### Quoted passage ###
Fabulous sound quality and a few good bonus tracks.4
CHEAP THRILLS has always been a favorite album of mine and the digitally remastering of the classic record comes off well. "Combination of the Two" starts the album off with a bang, then segues into "I Need a Man to Love", what I think is the best song on the original album! "Summertime" and "Piece of My Heart" are classic Janis standards, "Turtle Blues" goes back to Janis' Texas roots, "Oh Sweet Mary" gets as acid-rock as you can get, and "Ball and Chain" finishes off what has been quite an experience! Now, everyone knows there was a wealth of material left over from the CHEAP THRILLS recording sessions and only two are here (for the others, look for FAREWELL SONG and JANIS 3-CD). "Road Block" is the best version of the song I've heard, but the band members' voices are toned down to make Janis sound like lead singer. It gives it a phony sound. The same with "Catch Me Daddy" the live track, which is horrible! "Flower in the Sun" is a good studio track, not the best version around (see LIVE AT WINTERLAND '68), but it is very good! "Magic of Love" is the best version I've heard of the song. I do think the bonus tracks throw off the atmosphere of the complete original album: hard, deep, dark, FANTASTIC rockin'! But they're nice to have. Any Janis released is good Janis, in my eye. But sometimes they need only be heard once.

One For the Time Capsule5
Janis Joplin has been gone for more than 32 years. That's a timespan five years longer than she actually lived! (She died, as did Hendrix and Morrison, at age 27.) In the intervening years, there has been some debate among critics,as well as the listening public, regarding her actual contribution to popular music. Did she single-handedly reinvent the role of the female popular singer, and if even she did, does that make her recordings still listenable 30 years hence. Or was her music in fact a "you-had-to-be-there" phenomenon?

You'll find plenty of people in both camps, to say nothing of all the adjacent camps in between. But Janis Joplin was just as controversial in her own day. For every listener who hailed her as "the greatest white blues singer of her generation," there were plenty who found her "screaming" unmusical and, basically, intolerable, just as they do today! The more things change, the more they stay the same.

As for the notion that "you really had to be there...," well, I kinda was and kinda wasn't. I grew up in the sticks and never saw Janis perform live, much to my regret. But I listened intently to all her records and watched her on TV and film. And I did GET IT, but not right away. Having read about Janis before I ever heard her, I imagined her having some dark, rich soulful voice. The raw, cracked "whiskey voice" evidenced on CHEAP THRILLS came as something of a surprise and, admittedly, took some getting used to, but eventually I acquired the taste, and then some. Janis's voice was indeed huge, but it was also raw, scorching and often painful.( I did eventually hear that dark, soulful voice too, by the way, but it belonged to another singer entirely--Mother Earth's equally great, but decidedly diferent Tracy Nelson.)
###
**Prompt:** From the Cheap Thrills reviews, write out word for word the part that begins at the words "As for the notion" and stops after "diferent Tracy Nelson.)". The listing after this passage comes from a separate source.
### Data extract ###
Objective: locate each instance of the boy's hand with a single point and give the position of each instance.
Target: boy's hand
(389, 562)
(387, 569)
###
**Exercise output:**
As for the notion that "you really had to be there...," well, I kinda was and kinda wasn't. I grew up in the sticks and never saw Janis perform live, much to my regret. But I listened intently to all her records and watched her on TV and film. And I did GET IT, but not right away. Having read about Janis before I ever heard her, I imagined her having some dark, rich soulful voice. The raw, cracked "whiskey voice" evidenced on CHEAP THRILLS came as something of a surprise and, admittedly, took some getting used to, but eventually I acquired the taste, and then some. Janis's voice was indeed huge, but it was also raw, scorching and often painful.( I did eventually hear that dark, soulful voice too, by the way, but it belonged to another singer entirely--Mother Earth's equally great, but decidedly diferent Tracy Nelson.)